**Exercise input:**
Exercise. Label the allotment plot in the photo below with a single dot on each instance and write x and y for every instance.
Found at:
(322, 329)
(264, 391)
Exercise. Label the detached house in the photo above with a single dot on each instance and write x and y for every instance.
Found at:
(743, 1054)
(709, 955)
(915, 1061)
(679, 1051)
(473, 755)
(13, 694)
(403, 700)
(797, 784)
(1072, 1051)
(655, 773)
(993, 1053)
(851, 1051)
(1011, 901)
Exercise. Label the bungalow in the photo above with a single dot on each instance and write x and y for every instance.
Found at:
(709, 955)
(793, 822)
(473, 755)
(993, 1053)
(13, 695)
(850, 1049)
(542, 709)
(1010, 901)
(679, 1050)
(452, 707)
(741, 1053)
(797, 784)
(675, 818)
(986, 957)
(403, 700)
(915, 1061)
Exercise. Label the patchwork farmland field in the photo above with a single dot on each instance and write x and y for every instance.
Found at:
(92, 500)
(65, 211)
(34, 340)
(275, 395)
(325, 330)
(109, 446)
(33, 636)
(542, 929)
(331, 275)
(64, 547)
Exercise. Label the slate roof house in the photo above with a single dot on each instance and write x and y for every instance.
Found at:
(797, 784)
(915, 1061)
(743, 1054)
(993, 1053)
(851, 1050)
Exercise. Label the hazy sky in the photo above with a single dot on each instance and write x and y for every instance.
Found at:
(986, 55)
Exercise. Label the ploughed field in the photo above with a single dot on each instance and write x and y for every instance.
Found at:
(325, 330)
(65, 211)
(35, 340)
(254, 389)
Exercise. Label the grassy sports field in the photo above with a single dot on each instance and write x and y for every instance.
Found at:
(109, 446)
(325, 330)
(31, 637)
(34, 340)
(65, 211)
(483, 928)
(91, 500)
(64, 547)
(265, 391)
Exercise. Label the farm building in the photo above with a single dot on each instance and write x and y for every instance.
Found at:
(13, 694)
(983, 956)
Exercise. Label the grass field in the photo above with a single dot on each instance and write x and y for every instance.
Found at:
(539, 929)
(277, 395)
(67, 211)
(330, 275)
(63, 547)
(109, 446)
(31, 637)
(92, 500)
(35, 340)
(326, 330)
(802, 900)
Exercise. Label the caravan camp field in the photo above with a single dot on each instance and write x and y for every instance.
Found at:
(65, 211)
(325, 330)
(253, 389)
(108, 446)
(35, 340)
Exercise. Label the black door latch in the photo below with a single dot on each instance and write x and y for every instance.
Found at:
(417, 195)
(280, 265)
--
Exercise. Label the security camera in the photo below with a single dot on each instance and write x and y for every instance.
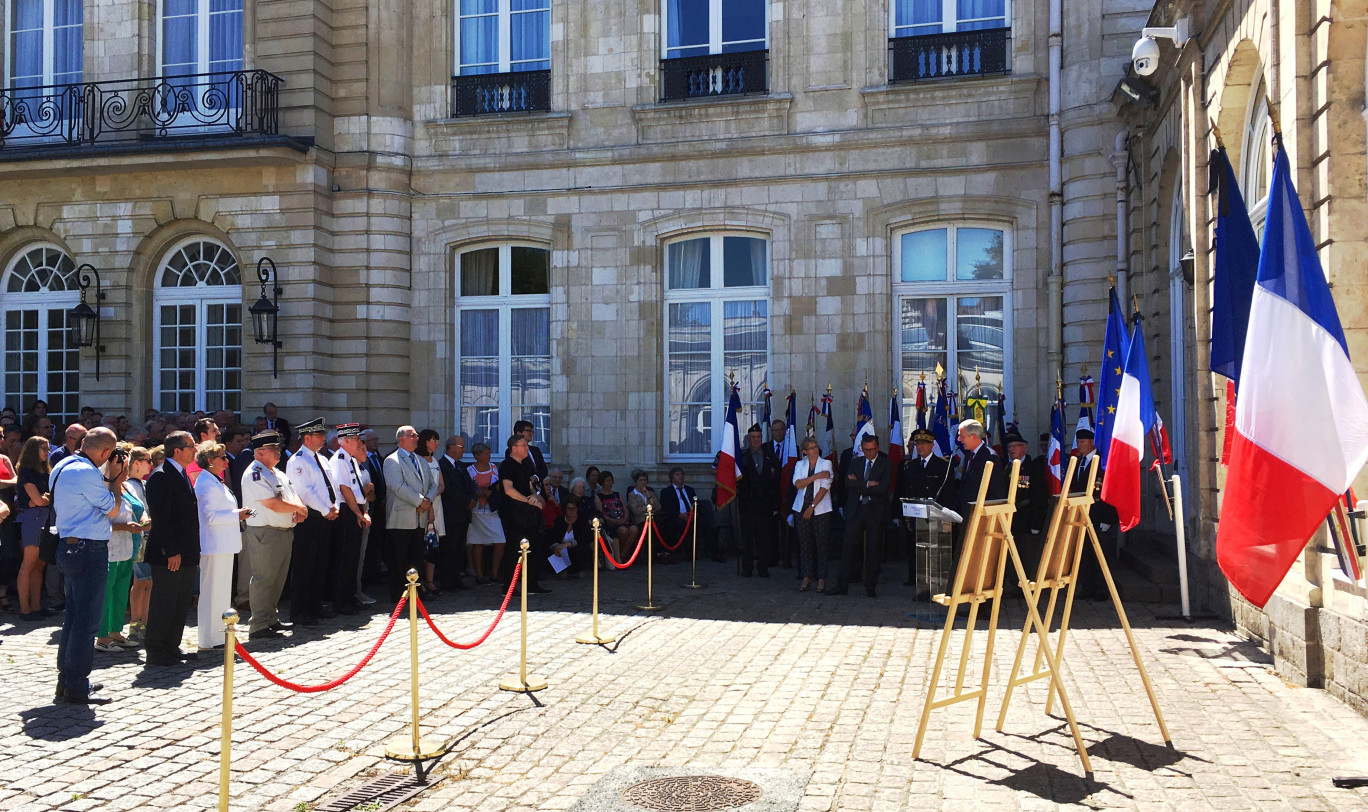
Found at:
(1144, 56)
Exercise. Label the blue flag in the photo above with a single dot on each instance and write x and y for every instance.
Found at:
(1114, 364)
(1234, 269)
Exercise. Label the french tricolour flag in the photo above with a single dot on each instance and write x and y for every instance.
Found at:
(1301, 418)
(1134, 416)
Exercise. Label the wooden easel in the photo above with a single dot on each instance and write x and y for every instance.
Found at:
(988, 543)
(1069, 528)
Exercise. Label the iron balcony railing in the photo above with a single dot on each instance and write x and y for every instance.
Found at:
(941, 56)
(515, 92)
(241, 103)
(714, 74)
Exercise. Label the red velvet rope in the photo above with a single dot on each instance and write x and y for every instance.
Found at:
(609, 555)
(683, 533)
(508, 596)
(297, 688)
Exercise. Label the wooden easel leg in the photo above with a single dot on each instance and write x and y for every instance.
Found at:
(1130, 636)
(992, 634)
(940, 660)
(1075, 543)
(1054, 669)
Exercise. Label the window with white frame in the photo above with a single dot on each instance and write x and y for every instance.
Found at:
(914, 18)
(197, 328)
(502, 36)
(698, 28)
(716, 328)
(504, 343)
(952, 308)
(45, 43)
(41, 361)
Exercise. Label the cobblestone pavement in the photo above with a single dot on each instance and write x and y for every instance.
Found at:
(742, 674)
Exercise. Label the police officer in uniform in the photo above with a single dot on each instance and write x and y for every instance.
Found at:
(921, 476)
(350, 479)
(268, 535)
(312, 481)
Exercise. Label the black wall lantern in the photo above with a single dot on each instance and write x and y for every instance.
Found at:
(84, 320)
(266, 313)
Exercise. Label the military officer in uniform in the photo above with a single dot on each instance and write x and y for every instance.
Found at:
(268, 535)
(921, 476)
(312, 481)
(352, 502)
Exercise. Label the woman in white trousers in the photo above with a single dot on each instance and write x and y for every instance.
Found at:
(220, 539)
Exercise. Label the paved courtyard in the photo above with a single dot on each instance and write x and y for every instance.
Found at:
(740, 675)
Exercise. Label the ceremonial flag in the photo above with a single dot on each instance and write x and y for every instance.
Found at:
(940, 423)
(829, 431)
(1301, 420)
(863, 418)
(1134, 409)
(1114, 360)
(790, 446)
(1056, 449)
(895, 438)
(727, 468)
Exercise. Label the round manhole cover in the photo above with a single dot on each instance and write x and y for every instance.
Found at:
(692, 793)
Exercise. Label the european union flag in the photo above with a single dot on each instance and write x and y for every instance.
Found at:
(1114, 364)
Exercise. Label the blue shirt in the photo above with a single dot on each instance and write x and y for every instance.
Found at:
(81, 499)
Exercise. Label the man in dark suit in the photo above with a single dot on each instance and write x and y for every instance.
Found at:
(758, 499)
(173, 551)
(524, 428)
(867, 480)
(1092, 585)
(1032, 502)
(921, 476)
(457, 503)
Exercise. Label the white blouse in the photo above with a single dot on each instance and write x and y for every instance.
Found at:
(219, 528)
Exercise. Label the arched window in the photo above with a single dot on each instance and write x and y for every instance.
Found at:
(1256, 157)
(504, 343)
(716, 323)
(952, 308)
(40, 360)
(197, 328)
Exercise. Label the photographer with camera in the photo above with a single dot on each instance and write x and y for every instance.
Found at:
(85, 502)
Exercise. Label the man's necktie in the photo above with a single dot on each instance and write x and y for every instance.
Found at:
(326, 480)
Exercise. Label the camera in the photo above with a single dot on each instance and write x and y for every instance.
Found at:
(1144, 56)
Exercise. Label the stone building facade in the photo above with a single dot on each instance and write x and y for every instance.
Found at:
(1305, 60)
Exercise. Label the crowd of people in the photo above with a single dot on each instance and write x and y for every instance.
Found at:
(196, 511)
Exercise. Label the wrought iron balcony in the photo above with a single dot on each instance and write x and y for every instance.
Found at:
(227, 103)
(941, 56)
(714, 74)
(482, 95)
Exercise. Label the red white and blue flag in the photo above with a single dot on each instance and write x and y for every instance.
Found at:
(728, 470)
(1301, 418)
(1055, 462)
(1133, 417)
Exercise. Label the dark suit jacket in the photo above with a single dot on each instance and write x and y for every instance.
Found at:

**Given problem:** Copy out unchanged the rows that start with the line containing "Exercise. Label the allotment" and end with the line containing "(1011, 901)", including both of those lines.

**Expected output:**
Exercise. Label the allotment plot in the photo below with a single dot on each instance and write x and y for every instance.
Found at:
(322, 329)
(264, 391)
Exercise. Label the detached house in the photo above with a single dot on each instance and write x and y for every instance.
Found at:
(743, 1054)
(709, 955)
(915, 1061)
(679, 1051)
(473, 755)
(13, 694)
(403, 700)
(797, 784)
(1072, 1051)
(655, 773)
(993, 1053)
(851, 1051)
(1011, 901)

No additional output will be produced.